» **REQUIRED ACTION 1**
Rewrite the paragraph in the passage on Dissoi Logoi that begins "In ancient Greece, students of rhetoric" as a brief bulleted list that keeps its main facts.
» **REQUIRED ACTION 2**
According to the passage on Dissoi Logoi, what does Daniel Silvermintz say the latter chapters defending the sophists demonstrate?
» **REQUIRED ACTION 3**
List every person named in the passage on Dissoi Logoi.

» **SOURCE PASSAGE**
Rosamond Sprague argues that good and bad cannot be the same and are, in fact, different from each other, exemplifying this by examining the concept of war; if both good and bad were the same, then by doing a great deal of harm, one would also be doing the opposing side the greatest of good. Dissoi Logoi, also called dialexeis, is a two-fold argument, which considers each side of an argument in hopes of coming to a deeper truth. It is similar to a form of debate with oneself and holds that contradiction is an inevitable consequence of discourse. Daniel Silvermintz notes that while the Dissoi Logoi purports to offer a consideration of both the absolutist and relativist positions, the latter chapters defending the sophists demonstrate its allegiance to the relativist position.

=== Rhetoric ===
In ancient Greece, students of rhetoric would be asked to speak and write for both sides of a controversy. Rhetorician John Poulakos sees the concept of Dissoi Logoi as the ability or practice of providing a contrary argument at any point on any issue. He says that people must be persuaded to one side or the other in order to act, and this is accomplished through Dissoi Logoi. Edward Schiappa put the concept into the following form: "X can be Y and not-Y."

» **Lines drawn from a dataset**
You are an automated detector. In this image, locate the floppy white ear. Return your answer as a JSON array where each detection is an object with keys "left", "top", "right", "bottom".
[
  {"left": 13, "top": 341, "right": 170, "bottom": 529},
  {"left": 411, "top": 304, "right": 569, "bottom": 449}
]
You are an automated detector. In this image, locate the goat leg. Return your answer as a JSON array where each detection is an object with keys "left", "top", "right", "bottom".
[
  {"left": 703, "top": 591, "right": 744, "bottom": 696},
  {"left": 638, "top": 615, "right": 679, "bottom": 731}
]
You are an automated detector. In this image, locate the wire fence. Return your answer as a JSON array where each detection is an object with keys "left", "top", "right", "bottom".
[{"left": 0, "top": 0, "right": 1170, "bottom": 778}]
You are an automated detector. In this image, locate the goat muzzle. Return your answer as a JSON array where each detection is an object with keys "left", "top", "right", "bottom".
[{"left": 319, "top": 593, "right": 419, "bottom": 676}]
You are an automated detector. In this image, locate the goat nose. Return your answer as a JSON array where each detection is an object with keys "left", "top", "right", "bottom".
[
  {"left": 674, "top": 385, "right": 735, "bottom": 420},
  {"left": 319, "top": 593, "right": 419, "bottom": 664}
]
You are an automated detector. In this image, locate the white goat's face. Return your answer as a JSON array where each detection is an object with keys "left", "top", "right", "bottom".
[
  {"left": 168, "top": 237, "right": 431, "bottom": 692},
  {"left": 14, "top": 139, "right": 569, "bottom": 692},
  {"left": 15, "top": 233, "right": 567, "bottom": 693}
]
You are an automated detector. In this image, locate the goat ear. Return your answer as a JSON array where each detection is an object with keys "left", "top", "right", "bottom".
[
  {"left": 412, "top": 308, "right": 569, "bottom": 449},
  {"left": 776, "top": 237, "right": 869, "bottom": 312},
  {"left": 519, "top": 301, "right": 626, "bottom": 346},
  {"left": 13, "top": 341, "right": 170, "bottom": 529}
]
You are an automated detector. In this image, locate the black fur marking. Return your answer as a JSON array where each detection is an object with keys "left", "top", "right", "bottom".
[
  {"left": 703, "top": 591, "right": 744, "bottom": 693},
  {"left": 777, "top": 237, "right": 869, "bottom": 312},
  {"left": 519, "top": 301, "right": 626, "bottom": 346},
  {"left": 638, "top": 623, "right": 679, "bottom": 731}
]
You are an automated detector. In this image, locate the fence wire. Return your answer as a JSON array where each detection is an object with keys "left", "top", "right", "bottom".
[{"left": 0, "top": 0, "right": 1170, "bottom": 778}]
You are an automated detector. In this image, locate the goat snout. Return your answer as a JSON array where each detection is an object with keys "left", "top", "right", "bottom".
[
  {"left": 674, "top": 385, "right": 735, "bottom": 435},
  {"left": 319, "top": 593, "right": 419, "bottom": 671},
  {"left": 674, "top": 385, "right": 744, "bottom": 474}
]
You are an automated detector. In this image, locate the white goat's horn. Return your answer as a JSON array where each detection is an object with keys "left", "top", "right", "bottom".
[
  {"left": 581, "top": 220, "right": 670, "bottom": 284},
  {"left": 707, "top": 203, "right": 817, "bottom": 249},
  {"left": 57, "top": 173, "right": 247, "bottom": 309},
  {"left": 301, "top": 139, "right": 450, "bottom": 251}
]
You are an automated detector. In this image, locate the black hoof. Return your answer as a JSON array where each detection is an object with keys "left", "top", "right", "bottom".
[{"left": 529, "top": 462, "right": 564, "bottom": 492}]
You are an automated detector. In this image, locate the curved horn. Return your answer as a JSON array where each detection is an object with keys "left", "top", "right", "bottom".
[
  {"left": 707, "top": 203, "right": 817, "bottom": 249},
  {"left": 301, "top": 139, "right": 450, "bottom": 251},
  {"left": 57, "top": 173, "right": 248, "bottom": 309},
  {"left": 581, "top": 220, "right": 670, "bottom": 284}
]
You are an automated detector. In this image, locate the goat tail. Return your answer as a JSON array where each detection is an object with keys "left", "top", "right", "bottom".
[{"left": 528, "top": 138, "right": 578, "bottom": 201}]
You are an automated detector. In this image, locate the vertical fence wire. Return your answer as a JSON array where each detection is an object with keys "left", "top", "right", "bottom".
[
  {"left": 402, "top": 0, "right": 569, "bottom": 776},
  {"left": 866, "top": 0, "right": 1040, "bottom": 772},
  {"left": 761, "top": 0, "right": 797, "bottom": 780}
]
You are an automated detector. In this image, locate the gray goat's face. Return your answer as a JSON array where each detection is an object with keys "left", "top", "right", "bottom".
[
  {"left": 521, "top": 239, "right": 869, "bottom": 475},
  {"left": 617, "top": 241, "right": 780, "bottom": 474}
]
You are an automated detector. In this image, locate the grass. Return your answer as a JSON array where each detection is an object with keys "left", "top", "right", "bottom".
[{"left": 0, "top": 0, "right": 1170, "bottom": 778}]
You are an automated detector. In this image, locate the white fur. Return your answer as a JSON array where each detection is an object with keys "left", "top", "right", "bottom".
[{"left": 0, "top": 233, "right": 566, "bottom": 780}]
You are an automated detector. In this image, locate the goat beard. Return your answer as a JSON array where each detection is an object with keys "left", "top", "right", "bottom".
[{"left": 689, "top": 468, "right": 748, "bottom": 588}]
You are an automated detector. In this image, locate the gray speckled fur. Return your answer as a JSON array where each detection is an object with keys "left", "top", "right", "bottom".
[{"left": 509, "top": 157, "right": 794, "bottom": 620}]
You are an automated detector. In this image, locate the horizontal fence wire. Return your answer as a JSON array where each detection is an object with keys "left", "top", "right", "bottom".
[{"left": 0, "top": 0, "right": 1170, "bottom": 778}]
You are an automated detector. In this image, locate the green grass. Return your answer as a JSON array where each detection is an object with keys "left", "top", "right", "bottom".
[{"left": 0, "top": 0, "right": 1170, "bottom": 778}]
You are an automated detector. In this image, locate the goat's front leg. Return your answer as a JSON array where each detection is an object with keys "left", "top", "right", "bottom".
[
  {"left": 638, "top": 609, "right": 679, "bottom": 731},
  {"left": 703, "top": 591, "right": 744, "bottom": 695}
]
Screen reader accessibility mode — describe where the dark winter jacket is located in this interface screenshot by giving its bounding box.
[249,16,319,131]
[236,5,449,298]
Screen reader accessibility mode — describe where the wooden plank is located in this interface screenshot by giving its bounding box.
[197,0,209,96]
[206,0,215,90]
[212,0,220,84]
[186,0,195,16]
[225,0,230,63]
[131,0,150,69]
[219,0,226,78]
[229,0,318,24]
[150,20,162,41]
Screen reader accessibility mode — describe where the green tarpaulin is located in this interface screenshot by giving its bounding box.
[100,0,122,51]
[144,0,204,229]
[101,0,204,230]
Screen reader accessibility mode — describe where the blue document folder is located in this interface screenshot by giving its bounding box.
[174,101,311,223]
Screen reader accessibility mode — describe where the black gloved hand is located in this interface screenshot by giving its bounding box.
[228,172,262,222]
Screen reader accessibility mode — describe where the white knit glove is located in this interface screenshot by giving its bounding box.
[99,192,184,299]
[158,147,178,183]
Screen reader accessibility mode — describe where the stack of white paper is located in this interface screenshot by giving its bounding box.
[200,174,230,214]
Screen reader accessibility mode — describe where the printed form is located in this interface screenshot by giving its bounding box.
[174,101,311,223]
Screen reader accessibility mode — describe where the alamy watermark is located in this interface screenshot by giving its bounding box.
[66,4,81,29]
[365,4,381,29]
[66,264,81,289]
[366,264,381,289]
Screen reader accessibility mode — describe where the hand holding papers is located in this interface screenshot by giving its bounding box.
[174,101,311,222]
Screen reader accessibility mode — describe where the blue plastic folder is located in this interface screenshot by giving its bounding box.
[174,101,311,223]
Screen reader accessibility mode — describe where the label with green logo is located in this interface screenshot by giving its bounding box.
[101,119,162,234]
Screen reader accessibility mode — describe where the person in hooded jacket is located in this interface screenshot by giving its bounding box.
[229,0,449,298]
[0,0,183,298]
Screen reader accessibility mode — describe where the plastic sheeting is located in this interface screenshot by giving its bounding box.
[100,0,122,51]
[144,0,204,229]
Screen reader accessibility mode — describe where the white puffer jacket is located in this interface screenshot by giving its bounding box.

» **YOUR RESPONSE 1**
- Students of rhetoric in ancient Greece spoke and wrote for both sides of a controversy.
- John Poulakos sees Dissoi Logoi as the ability or practice of providing a contrary argument at any point on any issue.
- He holds that people must be persuaded to one side or the other in order to act, and that Dissoi Logoi accomplishes this.
- Edward Schiappa expressed the concept as "X can be Y and not-Y."

» **YOUR RESPONSE 2**
They demonstrate the Dissoi Logoi's allegiance to the relativist position.

» **YOUR RESPONSE 3**
- Rosamond Sprague
- Daniel Silvermintz
- John Poulakos
- Edward Schiappa